▸ **Passage provided**
* BEGIN *
Tehran has dismissed West's demands as politically tainted and illogical, stressing that sanctions and pressures merely consolidate Iranians' national resolve to continue the path.

A recently imposed set of extra sanctions by the US and its European allies on gasoline supplies to Iran revealed how anti-Iran sanctions backfire.

Iran used to be a net importer of gasoline until very recently, but after the western powers signaled that they intended to use gasoline supply to Iran as a pressure lever to stop the country's nuclear progress, Iran started domestic production of gasoline to the world surprise.

Iran increased its gasoline production after the United States and the European Union started approving their own unilateral sanctions against the Islamic Republic over its nuclear program, mostly targeting the country's energy and banking sectors, including a US boycott of gasoline supplies to Iran.

After the UN Security Council ratified a sanctions resolution against Iran on June 9, the US Senate passed a legislation to expand sanctions on foreign companies that invest in Iran's energy sector and those foreign companies that sell refined petroleum to Iran or help develop its refining capacity.

The bill, which later received the approval of the House of Representatives, said companies that continue to sell gasoline and other refined oil products to Iran would be banned from receiving Energy Department contracts to deliver crude to the US Strategic Petroleum Reserve. The bill was then signed into law by US President Barack Obama.

But Iran's self-sufficiency in gasoline production made Washington's plots fall flat. Iran boosted gasoline production so much that in September 2010, the country exported its first gasoline consignment to the foreign markets.

And in a final move to show its resolve, Iran on Thursday sold its first gasoline consignment through the Kish Island oil bourse in a final step in launching the country's petroleum bourse.

"The Bandar Abbas Refining Company sold 20,000 tons of its export gasoline at Iran's international mercantile bourse on the Kish Island," Ali Akbar Hashemian, the director general of Iran's Mercantile Exchange Company, said on Thursday.

Hashemian said the sale of gasoline on the stock market was the third and final phase in launching the country's petroleum bourse.

He added that the National Iranian Oil Products Company (NIOPDC) has agreed to put up at least 30,000 tons of gasoline for sale every month on the Kish bourse.
* END *
▸ **Data listing**
* BEGIN *
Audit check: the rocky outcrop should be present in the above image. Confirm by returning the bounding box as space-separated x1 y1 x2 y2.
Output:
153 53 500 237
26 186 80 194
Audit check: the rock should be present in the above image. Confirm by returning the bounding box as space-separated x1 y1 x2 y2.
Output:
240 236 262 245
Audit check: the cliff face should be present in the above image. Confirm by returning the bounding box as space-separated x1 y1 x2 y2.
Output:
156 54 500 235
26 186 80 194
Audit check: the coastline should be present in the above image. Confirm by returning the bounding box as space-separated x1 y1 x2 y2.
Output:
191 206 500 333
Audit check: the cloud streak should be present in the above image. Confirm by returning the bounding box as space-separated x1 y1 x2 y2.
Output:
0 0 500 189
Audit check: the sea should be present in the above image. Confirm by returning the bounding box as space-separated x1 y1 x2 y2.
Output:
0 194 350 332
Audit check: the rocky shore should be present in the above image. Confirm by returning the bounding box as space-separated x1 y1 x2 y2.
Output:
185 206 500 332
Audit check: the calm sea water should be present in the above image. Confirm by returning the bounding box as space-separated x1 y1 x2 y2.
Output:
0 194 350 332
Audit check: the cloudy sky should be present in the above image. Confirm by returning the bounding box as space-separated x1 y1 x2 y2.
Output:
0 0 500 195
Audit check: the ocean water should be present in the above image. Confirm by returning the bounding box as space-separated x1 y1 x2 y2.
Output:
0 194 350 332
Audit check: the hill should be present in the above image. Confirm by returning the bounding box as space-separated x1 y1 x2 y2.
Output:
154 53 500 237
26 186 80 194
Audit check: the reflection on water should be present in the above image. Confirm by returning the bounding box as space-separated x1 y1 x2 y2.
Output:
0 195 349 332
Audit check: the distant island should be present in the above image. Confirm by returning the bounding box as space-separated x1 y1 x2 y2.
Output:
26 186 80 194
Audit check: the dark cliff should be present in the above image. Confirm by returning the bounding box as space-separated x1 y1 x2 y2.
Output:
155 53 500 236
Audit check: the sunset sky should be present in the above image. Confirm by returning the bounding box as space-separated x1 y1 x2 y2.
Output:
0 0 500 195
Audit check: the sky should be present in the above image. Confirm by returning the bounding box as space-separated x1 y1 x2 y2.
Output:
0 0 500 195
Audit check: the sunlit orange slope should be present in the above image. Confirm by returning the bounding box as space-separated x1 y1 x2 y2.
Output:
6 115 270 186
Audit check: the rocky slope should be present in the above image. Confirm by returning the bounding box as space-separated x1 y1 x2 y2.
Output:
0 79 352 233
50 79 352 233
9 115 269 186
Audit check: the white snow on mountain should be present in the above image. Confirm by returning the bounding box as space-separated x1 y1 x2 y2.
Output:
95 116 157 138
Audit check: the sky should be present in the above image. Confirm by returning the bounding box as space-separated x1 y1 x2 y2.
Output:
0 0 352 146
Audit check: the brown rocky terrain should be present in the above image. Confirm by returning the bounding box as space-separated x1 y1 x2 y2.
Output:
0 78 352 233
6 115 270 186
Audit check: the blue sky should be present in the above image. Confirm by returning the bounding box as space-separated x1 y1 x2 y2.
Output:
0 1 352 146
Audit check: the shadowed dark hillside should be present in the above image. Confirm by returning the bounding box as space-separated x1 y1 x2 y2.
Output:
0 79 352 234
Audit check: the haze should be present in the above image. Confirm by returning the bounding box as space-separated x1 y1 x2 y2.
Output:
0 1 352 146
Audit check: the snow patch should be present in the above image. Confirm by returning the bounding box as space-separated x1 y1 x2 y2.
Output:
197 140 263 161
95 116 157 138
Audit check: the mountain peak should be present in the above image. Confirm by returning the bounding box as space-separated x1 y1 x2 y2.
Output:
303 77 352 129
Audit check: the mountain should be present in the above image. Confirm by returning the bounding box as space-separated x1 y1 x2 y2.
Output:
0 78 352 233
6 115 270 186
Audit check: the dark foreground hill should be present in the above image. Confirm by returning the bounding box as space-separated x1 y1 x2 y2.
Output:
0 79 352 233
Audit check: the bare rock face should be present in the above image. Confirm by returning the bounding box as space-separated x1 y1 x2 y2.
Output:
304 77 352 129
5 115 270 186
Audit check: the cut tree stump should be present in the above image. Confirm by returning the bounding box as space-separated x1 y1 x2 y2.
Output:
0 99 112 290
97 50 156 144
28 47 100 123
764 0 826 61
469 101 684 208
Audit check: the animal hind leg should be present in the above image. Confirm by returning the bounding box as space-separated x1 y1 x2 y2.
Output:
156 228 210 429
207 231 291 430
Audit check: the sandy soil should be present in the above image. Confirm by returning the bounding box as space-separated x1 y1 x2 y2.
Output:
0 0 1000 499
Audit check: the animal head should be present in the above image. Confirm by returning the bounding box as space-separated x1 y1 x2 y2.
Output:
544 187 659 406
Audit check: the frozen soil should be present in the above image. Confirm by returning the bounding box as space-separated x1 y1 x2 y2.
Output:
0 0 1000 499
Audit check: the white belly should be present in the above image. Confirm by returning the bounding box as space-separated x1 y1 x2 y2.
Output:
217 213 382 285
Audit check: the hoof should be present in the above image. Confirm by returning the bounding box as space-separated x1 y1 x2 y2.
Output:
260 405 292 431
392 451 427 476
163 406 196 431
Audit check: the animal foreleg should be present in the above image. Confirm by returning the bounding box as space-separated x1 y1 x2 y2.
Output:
* END *
▸ **Your task**
Copy the passage on Iran's gasoline production from "Tehran has dismissed" to "the world surprise.", changing every "gasoline" to "petrol".

▸ **Solution for this exercise**
Tehran has dismissed West's demands as politically tainted and illogical, stressing that sanctions and pressures merely consolidate Iranians' national resolve to continue the path.

A recently imposed set of extra sanctions by the US and its European allies on petrol supplies to Iran revealed how anti-Iran sanctions backfire.

Iran used to be a net importer of petrol until very recently, but after the western powers signaled that they intended to use petrol supply to Iran as a pressure lever to stop the country's nuclear progress, Iran started domestic production of petrol to the world surprise.